Pembentukan karakter anak tidak serta merta, tetapi memerlukan proses yang panjang, sarat dengan hambatan dan rintangan. Dalam proses, guru harus selalu memantau, membimbing dan meluruskan perkembangan karakter anak, karena jika terjadi penyelewengan tidak diluruskan akan berakibat permanen dan untuk meluruskan memerlukan waktu yang cukup panjang. Ibarat sebatang pohon jagung, jika pada proses pertumbuhannya bengkok dan dibiarkan maka akan tumbuh bengkok sampai besar, ketika akan diluruskan membutuhkan batang yang kuat untuk menyanggahnya dan hasilnya pun pohon jagung tersebut tidak dapat lurus secara sempurna.
Guru harus mampu mendesain pembelajaran berbasis budaya dan karakter bangsa. Pertanyaannya, apakah para guru mampu? Jawabannya sederhana “mampu”. Yang menjadi persoalan mau atau  tidak, guru melakukan perubahan. Kemauan atau keinginan untuk menjadi lebih baik akan melahirkan sebuah kemampuan. Selama guru tidak mempunyai kemauan, maka sulit terjadi perubahan walaupun tunjangan profesinya ditambah sepuluh kali lipat pun tidak akan terjadi perubahan berarti.
Realitas di lapangan masih banyak ditemukan fungsi guru masih hanya sebatas pengajar yang hanya memprioritaskan penguasaan ilmu pengetahuan dengan menghiraukan aspek-aspek pembentukan karakter dan kepribadian peserta didik. Pembelajaran pun masih banyak yang menggunakan pendekatan konvensional, tanpa mempertimbangkan latar belakang sosial budaya dan psikologi perkembangan  peserta didik.
Guru mempunyai peran sebagai teladan (model) bagi peserta didiknya. Ada semboyan untuk guru “digugu lan ditiru” semboyan ini mempunyai makna filosofi yang cukup dalam.  Seorang guru seharusnya mampu memposisikan diri sebagai seorang yang ucapannya pantas digugu (dipercaya) dan perbuatannya layak untuk ditiru (diteladani). Menurut hemat penulis guru mempunyai tiga fungsi yang sangat fundamental dalam proses internalisasi nilai-nilai budaya dan karakter bangsa.

• • •

#### [Tantangan 1]
Kutip ulang baris-baris entri tanpa perubahan, mulai dari baris yang memuat "the person wearing" sampai baris yang memuat "[220,120,235,170]". Kedua baris batas itu ikut dikutip.

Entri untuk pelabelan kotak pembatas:

• • •

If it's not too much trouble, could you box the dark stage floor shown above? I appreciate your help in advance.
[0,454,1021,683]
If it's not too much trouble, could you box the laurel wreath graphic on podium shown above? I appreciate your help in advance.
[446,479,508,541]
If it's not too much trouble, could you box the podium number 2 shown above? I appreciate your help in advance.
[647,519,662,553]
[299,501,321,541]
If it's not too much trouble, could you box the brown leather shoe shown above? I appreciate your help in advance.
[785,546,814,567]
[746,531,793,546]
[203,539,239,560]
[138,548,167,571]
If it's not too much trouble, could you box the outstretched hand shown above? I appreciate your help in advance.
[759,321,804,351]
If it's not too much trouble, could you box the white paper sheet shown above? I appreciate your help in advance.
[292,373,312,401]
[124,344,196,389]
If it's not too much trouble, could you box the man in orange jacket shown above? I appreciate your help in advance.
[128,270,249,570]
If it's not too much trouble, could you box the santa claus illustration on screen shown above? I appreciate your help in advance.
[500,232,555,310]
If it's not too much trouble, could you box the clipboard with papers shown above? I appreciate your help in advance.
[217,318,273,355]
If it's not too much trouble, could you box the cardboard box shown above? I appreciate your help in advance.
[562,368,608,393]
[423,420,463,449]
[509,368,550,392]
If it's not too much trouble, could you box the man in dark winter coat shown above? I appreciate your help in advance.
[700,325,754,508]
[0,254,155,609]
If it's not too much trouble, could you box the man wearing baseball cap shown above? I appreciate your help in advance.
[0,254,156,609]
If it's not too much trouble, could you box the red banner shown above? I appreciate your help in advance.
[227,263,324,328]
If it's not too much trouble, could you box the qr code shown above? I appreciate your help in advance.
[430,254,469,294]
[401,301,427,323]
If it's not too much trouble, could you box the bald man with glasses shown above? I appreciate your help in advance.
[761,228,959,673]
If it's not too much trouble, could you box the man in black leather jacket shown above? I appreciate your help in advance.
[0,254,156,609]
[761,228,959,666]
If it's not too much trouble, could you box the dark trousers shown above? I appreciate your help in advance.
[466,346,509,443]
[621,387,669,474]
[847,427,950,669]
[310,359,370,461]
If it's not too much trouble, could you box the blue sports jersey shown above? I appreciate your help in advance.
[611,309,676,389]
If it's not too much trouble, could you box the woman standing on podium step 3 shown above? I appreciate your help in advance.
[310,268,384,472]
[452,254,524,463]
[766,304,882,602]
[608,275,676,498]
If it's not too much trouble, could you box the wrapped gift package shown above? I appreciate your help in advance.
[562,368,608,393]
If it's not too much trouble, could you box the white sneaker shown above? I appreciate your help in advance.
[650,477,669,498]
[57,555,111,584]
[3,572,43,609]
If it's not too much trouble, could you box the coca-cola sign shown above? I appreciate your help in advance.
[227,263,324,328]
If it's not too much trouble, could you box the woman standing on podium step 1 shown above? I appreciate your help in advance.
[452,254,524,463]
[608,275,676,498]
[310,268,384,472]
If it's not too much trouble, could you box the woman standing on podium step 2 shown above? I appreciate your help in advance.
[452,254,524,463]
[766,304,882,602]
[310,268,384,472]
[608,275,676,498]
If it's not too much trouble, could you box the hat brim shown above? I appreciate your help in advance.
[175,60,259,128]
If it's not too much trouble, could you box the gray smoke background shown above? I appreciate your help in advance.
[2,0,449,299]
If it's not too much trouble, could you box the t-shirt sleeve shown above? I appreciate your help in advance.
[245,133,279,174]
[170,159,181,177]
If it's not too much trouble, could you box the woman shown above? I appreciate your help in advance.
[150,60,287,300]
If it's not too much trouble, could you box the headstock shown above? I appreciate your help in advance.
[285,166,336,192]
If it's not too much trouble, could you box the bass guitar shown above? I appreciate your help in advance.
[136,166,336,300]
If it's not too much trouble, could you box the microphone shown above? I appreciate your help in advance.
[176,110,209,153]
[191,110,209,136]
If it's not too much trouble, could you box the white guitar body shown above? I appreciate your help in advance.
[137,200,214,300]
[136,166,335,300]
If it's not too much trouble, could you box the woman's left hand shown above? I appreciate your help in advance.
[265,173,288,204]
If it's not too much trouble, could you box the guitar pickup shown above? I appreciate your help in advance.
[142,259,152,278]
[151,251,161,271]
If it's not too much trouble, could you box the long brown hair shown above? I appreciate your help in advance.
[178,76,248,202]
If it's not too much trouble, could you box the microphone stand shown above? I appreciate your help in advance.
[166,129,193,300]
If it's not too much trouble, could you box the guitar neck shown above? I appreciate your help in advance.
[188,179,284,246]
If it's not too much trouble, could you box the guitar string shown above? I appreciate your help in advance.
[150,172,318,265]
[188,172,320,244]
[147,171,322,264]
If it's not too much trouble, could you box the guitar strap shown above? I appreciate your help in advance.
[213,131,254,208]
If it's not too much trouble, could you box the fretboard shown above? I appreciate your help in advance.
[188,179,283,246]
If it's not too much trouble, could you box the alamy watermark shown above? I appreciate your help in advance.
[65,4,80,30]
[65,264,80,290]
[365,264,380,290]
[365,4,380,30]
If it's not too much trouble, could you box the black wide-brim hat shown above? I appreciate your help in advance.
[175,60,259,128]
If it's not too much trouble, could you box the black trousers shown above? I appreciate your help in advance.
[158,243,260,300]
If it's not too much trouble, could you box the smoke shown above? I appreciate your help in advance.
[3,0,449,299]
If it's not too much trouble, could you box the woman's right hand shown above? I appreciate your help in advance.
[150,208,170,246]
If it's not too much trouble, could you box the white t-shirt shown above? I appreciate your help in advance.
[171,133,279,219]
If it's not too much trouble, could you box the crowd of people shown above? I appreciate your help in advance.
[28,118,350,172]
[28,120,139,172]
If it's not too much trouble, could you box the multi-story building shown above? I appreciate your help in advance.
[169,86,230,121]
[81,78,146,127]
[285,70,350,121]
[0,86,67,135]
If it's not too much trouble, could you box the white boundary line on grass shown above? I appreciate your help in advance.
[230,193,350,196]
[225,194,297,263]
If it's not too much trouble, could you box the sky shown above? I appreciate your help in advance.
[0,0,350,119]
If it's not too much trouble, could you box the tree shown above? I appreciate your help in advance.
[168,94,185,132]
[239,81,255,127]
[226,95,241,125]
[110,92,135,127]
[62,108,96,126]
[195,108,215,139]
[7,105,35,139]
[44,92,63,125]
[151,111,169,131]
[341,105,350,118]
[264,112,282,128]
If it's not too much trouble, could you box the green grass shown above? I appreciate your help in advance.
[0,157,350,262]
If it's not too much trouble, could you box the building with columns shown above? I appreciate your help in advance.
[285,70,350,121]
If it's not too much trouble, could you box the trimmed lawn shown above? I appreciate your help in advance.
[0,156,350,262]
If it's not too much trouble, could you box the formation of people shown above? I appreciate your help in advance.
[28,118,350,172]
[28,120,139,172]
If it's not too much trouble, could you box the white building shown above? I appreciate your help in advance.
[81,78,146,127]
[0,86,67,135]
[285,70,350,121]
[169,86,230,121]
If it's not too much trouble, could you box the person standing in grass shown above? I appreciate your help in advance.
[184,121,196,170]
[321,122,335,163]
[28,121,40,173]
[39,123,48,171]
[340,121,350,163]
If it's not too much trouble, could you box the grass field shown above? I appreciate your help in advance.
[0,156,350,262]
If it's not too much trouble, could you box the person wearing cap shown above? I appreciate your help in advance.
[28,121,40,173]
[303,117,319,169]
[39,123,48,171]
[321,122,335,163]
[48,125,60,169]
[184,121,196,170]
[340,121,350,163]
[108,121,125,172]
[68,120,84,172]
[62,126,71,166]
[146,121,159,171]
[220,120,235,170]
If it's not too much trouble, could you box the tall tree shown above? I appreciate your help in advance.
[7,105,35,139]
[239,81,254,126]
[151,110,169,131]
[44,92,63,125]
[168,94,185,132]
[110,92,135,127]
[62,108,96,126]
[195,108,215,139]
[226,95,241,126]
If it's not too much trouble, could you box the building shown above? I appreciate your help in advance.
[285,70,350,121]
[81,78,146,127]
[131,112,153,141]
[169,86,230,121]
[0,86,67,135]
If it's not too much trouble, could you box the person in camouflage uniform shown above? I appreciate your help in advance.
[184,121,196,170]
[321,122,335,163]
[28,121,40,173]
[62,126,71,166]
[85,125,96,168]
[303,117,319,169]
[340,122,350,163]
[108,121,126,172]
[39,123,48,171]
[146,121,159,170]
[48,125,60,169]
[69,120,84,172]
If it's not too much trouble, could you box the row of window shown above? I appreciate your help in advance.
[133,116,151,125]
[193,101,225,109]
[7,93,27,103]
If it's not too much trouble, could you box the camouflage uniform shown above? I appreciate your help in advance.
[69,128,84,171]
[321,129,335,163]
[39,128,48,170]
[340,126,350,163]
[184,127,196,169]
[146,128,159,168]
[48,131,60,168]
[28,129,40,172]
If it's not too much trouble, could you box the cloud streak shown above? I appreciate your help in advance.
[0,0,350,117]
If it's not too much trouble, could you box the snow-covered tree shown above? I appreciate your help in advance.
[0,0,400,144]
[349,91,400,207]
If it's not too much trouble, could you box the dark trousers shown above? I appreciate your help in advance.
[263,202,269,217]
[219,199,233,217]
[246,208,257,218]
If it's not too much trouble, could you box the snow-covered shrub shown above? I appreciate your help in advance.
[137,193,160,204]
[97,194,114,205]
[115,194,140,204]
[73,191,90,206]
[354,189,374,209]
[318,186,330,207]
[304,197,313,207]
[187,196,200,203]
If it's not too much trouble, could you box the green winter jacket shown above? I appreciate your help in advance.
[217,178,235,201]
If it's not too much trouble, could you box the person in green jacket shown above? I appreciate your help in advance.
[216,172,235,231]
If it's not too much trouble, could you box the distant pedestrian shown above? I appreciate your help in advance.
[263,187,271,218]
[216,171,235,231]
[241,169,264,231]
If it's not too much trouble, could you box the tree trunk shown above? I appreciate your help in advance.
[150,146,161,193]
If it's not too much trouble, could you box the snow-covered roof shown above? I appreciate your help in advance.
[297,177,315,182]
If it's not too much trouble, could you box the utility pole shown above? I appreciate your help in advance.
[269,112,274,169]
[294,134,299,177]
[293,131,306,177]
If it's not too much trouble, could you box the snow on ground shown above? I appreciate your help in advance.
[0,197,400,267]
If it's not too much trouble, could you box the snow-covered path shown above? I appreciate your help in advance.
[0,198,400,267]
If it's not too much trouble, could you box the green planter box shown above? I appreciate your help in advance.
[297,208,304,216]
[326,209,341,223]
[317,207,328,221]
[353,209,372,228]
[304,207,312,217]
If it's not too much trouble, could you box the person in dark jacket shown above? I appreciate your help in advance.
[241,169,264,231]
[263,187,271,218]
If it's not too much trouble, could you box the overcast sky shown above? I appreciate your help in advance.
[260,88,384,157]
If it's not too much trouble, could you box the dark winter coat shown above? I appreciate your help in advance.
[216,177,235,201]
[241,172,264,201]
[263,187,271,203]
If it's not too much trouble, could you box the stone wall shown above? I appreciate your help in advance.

• • •

#### [Tantangan 2]
Jawab pertanyaan berikut berdasarkan teks tentang pembentukan karakter anak.
(a) Tanaman apa yang dijadikan perumpamaan untuk proses pembentukan karakter?
(b) Apa arti kata "digugu" dalam semboyan untuk guru?
(c) Berapa fungsi fundamental yang dimiliki guru menurut hemat penulis?

#### [Jawaban Tugas 1]
If it's not too much trouble, could you box the person wearing cap shown above? I appreciate your help in advance.
[28,121,40,173]
[303,117,319,169]
[39,123,48,171]
[321,122,335,163]
[48,125,60,169]
[184,121,196,170]
[340,121,350,163]
[108,121,125,172]
[68,120,84,172]
[62,126,71,166]
[146,121,159,171]
[220,120,235,170]

#### [Jawaban Tugas 2]
(a) Pohon jagung.
(b) Dipercaya.
(c) Tiga fungsi.